Quoted passage:

↓

The law's supporters pay lip service to such concerns, professing admiration for Patriot Act critics such as Sen. Rand Paul, R-Ky. Expressing regret that the Senate did not have time for the "full and complete debate on the Patriot Act" he had promised, Reid called Paul "a very pleasant man with strong feelings," saying, "I have only the highest regard for him."
But when Paul's refusal to join the artificial panic delayed the vote Reid wanted, the majority leader quickly changed his tune. Thanks to Paul's "political grandstanding," Reid warned, the government might lose "some of the most critical tools it needs to counter terrorists." Referring to Paul's proposed amendment restricting the use of Section 215 to obtain firearm records, Reid averred that "he is fighting for an amendment to protect the right of terrorists ... to cover up their gun purchases."

↑

Exercise material:
↓

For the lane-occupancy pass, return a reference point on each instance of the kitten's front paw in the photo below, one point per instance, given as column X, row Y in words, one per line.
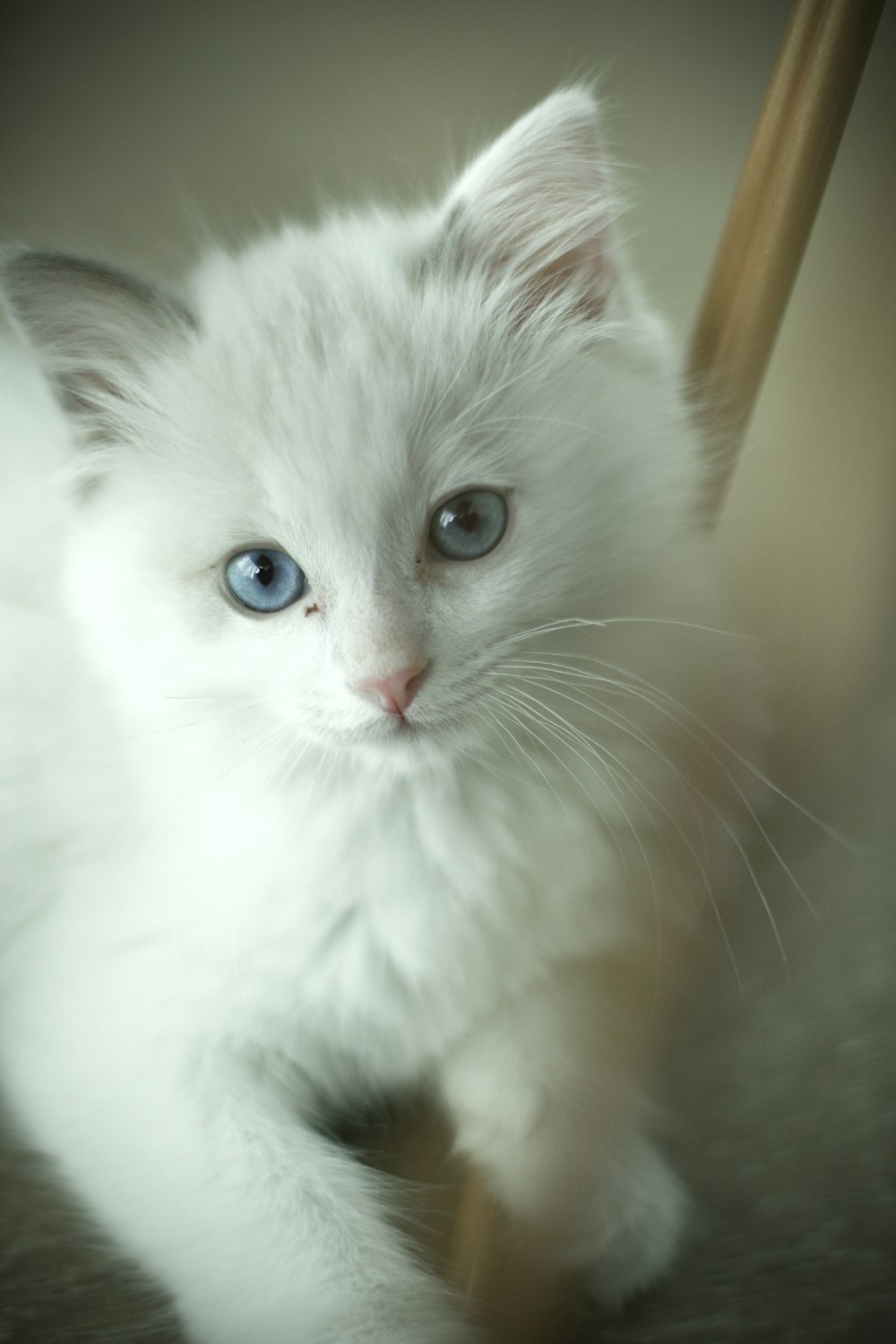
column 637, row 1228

↑
↓

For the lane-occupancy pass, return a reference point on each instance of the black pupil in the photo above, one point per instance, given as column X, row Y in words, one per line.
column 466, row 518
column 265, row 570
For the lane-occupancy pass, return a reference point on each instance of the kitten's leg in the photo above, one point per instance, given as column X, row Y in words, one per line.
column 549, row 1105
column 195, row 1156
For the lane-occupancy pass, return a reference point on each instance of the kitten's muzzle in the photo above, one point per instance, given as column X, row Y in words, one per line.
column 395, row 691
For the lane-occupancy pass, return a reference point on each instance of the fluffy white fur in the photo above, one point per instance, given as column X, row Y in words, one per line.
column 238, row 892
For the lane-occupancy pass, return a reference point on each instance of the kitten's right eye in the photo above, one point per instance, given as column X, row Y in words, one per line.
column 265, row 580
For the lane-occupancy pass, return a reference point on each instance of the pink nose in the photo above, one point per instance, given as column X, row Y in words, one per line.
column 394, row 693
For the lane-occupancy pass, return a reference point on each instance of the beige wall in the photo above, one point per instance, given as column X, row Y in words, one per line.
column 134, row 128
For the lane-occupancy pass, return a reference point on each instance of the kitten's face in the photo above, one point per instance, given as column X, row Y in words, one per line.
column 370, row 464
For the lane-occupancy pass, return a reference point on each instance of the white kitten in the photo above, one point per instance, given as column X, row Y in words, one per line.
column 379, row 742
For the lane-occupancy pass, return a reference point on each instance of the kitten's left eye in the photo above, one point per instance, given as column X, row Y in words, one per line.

↑

To do:
1. Condense the paragraph of the Patriot Act passage that begins "But when Paul's refusal" into one shorter paragraph that keeps its main facts.
2. Format the rows from the line containing "the kitten's front" through the line containing "column 637, row 1228", inclusive, as a Markdown table with the columns Row and Line. Leave out blank lines and pictures.
The text and the rows bear no relation to each other.

Solutions to the tasks:
1. When Paul's refusal to join the artificial panic delayed the vote, Reid changed his tune. He accused Paul of "political grandstanding" that could cost the government critical tools against terrorists. He also claimed that Paul's amendment restricting the use of Section 215 to obtain firearm records would protect terrorists' right to conceal their gun purchases.

2.
| Row | Line |
|---|---|
| 1 | For the lane-occupancy pass, return a reference point on each instance of the kitten's front paw in the photo below, one point per instance, given as column X, row Y in words, one per line. |
| 2 | column 637, row 1228 |